§ **YOUR ASSIGNMENT**
Only an exact retyping of all the entries counts as an answer.

[[ DATA EXCERPTS, beginning ]]

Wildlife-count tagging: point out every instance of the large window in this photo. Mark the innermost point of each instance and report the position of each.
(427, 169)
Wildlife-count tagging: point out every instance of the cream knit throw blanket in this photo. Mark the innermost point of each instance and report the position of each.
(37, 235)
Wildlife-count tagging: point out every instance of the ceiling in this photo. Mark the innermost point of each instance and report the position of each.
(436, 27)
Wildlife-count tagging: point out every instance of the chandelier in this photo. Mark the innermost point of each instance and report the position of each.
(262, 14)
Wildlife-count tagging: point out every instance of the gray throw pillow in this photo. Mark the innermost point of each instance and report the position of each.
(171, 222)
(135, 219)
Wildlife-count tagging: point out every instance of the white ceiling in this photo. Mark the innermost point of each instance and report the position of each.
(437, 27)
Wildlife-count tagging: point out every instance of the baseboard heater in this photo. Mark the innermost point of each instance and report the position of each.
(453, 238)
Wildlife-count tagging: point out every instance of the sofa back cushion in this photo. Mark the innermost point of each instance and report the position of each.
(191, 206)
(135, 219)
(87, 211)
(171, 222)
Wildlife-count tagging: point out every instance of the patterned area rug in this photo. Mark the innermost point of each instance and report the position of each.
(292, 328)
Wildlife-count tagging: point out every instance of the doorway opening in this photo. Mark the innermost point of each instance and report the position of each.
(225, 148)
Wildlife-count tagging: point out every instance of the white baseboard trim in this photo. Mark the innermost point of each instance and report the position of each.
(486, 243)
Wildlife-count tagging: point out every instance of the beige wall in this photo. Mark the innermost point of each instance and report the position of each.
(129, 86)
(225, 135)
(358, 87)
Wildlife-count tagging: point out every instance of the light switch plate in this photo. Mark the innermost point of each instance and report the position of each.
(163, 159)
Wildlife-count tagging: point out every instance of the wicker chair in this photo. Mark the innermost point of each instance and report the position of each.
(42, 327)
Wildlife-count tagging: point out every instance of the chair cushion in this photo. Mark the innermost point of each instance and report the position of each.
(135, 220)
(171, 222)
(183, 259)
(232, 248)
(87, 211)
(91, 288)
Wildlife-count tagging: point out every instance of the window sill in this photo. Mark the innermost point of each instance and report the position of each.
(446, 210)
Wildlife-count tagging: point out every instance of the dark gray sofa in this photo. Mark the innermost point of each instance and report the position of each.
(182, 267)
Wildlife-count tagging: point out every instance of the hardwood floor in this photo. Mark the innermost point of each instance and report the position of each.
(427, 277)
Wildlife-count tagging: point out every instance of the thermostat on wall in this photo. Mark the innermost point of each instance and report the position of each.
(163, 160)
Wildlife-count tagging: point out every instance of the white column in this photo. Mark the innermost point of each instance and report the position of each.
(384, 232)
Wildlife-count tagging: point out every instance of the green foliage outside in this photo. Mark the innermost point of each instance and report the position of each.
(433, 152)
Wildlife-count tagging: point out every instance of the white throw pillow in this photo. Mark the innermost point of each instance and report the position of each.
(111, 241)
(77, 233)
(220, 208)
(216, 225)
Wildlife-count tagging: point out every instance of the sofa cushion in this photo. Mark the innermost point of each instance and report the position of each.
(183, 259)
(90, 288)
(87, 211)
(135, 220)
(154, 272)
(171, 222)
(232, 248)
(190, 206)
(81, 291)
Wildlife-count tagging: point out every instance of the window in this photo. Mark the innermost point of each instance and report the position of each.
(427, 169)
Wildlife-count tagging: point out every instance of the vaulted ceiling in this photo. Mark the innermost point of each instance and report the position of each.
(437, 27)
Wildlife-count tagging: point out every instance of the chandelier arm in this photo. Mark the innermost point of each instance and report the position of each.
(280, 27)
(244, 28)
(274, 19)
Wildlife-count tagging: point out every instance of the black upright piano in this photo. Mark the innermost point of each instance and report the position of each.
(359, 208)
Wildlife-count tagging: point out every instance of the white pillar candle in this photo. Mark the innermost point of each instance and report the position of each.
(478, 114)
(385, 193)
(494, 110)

[[ DATA EXCERPTS, end ]]

§ **RESULT OF THE TASK**
Wildlife-count tagging: point out every instance of the large window in this photo. Mark the innermost point of each instance and report the position of each.
(427, 169)
Wildlife-count tagging: point out every instance of the cream knit throw blanket in this photo. Mark the innermost point of each instance and report the position of each.
(37, 235)
Wildlife-count tagging: point out every instance of the ceiling in this photo. Mark the innermost point of each instance and report the position of each.
(436, 27)
Wildlife-count tagging: point out every instance of the chandelier in this photo. Mark the innermost point of each instance and report the position of each.
(262, 14)
Wildlife-count tagging: point out every instance of the gray throw pillow in this photo. Mark the innermost point of each instance and report the position of each.
(171, 222)
(135, 219)
Wildlife-count tagging: point out every instance of the white ceiling in this photo. Mark the innermost point of each instance and report the position of each.
(437, 27)
Wildlife-count tagging: point out every instance of the baseboard heater in this photo. Mark the innermost point of each instance and report the position of each.
(453, 238)
Wildlife-count tagging: point out every instance of the sofa back cushion in this photo. Mark the innermost point of each instance and report the position of each.
(191, 206)
(135, 219)
(87, 211)
(171, 222)
Wildlife-count tagging: point out every instance of the patterned area rug in this photo. Mark the innermost point of each instance and report the position of each.
(292, 328)
Wildlife-count tagging: point out every instance of the doorway opening in this photo. Mark the innermost point of each instance and report the position of each.
(225, 148)
Wildlife-count tagging: point out every instance of the white baseboard trim in this photo. Mark the innermost point of each instance and report the position of each.
(486, 243)
Wildlife-count tagging: point out every instance of the beige wall in this photo. Mark the innermost point of each instance and report the position of each.
(129, 86)
(225, 135)
(358, 87)
Wildlife-count tagging: point out every instance of the light switch plate in this photo. Mark the innermost point of each instance and report the position of each.
(163, 159)
Wildlife-count tagging: point out every instance of the wicker chair in this photo. Mark the innermost point of each instance and report the position of each.
(42, 327)
Wildlife-count tagging: point out every instance of the chair cushion in this photo. Mark the innermost point of each instance and report the position of each.
(135, 220)
(171, 222)
(183, 259)
(232, 248)
(87, 211)
(91, 288)
Wildlife-count tagging: point out every instance of the window sill in this photo. Mark the innermost point of each instance and report the position of each.
(446, 210)
Wildlife-count tagging: point out every instance of the dark gray sofa in this photo. Mark the innermost point of each instance and report the position of each.
(182, 267)
Wildlife-count tagging: point out every instance of the hardwood floor in this photo. Mark the innermost point of each instance and report the position of each.
(427, 277)
Wildlife-count tagging: point out every instance of the thermostat on wall in this photo. Mark the innermost point of each instance and report the position of each.
(163, 160)
Wildlife-count tagging: point out every instance of the white column in this photo. Mark the innermost point of each instance and report the position of each.
(384, 232)
Wildlife-count tagging: point out every instance of the green foliage outside in this photo. Mark the innermost point of each instance and report the position of each.
(433, 152)
Wildlife-count tagging: point out every instance of the white throw pillow in this photo. Mark the innermost point of each instance and report the position of each.
(111, 241)
(77, 233)
(220, 208)
(216, 225)
Wildlife-count tagging: point out every instance of the sofa cushion in this photo. Mark the innermost point of each instance and report the position of each.
(183, 259)
(90, 288)
(87, 211)
(135, 220)
(154, 272)
(171, 222)
(232, 248)
(190, 206)
(81, 291)
Wildlife-count tagging: point out every instance of the window in this photo. Mark the innermost point of each instance and report the position of each.
(427, 169)
Wildlife-count tagging: point out every instance of the vaulted ceiling in this photo. Mark the innermost point of each instance and report the position of each.
(437, 27)
Wildlife-count tagging: point out every instance of the chandelier arm in this photo. Mark the innermost point of each instance and report the position of each.
(280, 27)
(244, 28)
(274, 19)
Wildlife-count tagging: point out every instance of the black upright piano in this photo. Mark the innermost point of each instance and report the position of each.
(359, 208)
Wildlife-count tagging: point out every instance of the white pillar candle in this photo. Mark the innermost point of each instance and report the position of each.
(478, 114)
(385, 193)
(494, 110)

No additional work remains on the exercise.